Data>
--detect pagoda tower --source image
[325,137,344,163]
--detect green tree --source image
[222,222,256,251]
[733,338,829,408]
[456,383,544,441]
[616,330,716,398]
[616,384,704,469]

Given instruction> Quote each of the entries above word for word.

Task response>
--detect pagoda tower --source image
[325,137,344,163]
--detect green tree --source image
[222,222,256,251]
[733,338,829,408]
[456,383,544,441]
[616,330,716,398]
[616,384,704,469]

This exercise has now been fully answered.